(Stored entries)
========================================

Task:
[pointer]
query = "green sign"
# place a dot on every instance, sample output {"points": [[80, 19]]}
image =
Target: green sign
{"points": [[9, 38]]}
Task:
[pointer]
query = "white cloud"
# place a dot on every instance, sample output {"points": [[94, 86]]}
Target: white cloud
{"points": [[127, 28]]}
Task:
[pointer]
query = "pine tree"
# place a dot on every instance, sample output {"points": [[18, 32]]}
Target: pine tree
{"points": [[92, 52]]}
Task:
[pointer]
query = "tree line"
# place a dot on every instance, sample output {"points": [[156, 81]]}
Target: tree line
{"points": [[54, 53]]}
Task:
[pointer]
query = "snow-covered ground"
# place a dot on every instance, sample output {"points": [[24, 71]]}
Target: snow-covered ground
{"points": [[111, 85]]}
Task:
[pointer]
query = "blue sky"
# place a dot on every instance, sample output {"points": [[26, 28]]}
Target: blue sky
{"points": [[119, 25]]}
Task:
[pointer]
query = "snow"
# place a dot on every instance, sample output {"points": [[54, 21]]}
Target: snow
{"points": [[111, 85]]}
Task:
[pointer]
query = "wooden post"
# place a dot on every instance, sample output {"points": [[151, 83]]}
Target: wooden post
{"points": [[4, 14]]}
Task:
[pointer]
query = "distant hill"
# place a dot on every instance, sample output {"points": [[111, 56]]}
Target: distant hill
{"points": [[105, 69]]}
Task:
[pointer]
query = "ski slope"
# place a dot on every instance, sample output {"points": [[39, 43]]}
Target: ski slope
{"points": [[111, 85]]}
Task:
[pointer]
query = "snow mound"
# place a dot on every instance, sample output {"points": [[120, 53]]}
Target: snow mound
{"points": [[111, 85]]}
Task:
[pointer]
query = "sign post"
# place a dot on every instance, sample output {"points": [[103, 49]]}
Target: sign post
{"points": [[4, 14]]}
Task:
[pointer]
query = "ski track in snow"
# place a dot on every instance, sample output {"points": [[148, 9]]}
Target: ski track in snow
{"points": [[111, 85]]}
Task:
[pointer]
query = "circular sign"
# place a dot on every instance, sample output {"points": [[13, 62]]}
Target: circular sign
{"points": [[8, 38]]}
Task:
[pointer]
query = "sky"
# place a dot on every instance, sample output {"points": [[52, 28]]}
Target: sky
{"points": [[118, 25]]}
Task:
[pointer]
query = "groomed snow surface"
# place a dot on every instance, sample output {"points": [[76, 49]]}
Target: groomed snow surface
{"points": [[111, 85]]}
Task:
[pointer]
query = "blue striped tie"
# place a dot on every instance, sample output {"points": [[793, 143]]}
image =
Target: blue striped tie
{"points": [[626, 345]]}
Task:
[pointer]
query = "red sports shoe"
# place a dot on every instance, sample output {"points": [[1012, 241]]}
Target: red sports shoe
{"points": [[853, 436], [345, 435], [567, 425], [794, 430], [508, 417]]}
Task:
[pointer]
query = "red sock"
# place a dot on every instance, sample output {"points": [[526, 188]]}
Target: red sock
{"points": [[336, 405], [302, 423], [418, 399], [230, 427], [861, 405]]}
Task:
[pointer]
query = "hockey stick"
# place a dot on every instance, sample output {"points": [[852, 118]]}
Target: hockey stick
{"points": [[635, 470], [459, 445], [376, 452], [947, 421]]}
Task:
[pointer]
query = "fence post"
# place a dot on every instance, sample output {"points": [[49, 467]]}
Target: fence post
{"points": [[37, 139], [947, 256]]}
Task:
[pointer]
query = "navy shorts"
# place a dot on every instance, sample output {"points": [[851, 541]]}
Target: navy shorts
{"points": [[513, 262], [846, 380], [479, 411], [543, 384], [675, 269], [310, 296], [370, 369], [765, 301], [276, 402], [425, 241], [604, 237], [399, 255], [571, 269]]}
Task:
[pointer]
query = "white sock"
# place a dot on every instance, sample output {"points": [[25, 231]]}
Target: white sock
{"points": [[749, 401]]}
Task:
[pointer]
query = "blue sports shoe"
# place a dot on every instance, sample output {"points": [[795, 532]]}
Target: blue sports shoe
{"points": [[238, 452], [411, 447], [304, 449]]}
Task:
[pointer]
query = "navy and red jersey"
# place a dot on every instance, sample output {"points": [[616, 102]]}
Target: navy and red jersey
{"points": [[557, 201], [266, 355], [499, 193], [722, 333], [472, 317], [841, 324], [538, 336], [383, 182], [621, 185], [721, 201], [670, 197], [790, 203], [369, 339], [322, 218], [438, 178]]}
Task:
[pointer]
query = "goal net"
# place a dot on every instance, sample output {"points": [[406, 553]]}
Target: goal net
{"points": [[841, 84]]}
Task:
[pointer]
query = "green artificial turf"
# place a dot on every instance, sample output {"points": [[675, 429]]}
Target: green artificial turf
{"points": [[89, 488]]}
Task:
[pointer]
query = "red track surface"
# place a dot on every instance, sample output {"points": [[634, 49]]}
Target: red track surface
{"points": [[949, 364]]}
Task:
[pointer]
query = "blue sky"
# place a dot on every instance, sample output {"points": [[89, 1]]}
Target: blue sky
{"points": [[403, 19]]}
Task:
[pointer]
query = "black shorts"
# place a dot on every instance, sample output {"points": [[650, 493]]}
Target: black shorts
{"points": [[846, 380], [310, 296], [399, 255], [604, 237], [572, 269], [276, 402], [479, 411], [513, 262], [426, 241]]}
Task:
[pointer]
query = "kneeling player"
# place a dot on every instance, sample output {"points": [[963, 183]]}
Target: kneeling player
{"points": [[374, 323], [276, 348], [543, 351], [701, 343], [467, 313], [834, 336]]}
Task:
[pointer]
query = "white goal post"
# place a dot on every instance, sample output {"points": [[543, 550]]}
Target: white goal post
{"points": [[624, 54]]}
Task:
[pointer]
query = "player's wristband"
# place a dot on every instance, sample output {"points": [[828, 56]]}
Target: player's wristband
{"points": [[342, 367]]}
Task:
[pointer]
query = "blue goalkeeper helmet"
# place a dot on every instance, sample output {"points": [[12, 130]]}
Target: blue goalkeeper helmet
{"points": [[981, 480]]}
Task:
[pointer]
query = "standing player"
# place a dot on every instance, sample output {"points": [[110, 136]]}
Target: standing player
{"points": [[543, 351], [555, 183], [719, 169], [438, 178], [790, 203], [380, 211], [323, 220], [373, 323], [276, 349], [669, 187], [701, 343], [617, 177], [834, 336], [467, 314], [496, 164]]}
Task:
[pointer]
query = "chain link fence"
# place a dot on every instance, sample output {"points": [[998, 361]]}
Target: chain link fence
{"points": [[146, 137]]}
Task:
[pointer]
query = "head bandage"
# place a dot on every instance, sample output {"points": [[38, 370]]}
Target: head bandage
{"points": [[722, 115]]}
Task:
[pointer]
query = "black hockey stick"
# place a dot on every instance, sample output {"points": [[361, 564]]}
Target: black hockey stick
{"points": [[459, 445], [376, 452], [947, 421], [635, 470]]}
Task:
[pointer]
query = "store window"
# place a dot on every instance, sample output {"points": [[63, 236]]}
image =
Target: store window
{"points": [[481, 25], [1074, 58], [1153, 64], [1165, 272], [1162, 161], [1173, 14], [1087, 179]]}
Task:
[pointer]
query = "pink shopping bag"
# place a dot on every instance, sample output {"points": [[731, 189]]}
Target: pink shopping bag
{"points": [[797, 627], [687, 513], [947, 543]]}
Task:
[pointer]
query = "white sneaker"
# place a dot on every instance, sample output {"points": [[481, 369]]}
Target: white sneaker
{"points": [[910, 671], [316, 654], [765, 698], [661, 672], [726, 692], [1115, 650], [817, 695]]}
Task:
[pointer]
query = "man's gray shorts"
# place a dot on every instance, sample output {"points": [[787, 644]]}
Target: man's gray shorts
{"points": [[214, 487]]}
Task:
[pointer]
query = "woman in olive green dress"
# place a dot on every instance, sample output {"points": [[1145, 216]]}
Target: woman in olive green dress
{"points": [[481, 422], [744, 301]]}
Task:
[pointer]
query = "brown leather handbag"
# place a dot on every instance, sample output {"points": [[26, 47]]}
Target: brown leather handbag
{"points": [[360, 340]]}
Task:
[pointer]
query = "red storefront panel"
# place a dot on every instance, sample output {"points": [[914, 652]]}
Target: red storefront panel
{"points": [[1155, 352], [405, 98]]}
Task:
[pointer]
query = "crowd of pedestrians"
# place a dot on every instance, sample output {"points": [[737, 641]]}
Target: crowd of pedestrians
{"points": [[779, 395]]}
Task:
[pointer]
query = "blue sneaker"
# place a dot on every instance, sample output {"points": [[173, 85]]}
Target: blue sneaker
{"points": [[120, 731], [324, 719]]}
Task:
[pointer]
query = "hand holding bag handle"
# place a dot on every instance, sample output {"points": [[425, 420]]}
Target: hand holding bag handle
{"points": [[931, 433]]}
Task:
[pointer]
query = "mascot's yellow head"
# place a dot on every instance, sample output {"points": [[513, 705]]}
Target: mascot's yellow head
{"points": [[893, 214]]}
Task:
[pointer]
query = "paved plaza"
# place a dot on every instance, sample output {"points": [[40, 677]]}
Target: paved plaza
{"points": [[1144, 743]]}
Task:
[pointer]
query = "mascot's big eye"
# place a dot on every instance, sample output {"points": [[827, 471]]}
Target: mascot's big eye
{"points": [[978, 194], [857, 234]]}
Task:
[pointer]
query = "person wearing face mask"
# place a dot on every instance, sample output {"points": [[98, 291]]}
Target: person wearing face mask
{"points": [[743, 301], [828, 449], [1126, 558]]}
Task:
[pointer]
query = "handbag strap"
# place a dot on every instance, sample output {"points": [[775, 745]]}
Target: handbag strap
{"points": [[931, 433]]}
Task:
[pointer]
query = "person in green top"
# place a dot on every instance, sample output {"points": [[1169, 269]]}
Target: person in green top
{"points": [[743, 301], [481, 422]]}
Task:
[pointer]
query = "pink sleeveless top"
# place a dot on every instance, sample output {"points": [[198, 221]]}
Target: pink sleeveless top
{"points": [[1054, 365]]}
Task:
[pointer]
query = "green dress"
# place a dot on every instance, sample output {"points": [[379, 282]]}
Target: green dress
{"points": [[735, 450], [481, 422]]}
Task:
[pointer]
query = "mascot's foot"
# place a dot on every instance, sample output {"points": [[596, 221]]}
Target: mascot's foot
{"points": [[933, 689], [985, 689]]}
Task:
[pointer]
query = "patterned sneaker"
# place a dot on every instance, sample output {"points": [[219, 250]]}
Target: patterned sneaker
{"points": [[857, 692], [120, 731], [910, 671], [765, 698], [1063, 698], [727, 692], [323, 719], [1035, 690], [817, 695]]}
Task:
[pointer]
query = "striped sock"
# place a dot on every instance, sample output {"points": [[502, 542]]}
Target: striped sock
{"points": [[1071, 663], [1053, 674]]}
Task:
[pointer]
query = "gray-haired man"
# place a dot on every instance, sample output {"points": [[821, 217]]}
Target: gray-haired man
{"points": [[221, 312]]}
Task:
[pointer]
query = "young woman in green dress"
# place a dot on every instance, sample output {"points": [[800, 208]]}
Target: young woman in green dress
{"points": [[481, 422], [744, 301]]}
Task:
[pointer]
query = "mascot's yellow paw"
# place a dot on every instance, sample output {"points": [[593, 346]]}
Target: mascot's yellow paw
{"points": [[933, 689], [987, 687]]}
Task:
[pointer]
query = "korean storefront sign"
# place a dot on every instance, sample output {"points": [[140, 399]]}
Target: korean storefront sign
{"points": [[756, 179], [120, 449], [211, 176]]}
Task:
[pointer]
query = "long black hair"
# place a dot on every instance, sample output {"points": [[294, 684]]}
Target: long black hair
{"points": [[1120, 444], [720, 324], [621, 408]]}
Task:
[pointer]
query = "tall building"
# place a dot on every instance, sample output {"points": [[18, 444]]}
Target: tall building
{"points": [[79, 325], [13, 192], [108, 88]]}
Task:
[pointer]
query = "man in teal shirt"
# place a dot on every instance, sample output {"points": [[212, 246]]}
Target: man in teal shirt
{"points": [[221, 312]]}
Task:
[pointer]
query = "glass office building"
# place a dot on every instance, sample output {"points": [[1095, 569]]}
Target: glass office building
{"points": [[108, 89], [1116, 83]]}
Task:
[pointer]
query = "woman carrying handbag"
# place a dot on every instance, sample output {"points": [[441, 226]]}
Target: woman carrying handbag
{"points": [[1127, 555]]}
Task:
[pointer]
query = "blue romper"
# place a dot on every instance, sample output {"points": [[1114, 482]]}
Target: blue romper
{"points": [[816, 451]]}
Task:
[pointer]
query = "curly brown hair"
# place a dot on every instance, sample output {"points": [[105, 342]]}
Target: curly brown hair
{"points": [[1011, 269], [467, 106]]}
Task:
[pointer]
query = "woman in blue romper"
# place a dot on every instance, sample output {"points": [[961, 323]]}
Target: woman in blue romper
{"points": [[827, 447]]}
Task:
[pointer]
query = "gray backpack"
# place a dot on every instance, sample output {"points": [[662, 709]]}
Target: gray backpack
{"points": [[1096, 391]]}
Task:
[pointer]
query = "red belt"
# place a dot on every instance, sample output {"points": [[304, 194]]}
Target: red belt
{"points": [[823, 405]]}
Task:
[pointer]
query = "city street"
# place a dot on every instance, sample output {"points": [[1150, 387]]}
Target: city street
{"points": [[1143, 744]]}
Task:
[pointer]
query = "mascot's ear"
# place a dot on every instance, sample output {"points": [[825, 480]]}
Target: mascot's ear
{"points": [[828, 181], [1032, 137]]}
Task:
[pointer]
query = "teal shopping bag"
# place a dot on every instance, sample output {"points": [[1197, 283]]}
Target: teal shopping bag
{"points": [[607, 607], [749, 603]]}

========================================

__Instructions for the task__
Pull out each line from the rows above that contains the string "paved".

__Answer to this problem__
query = "paved plaza"
Target: paved plaza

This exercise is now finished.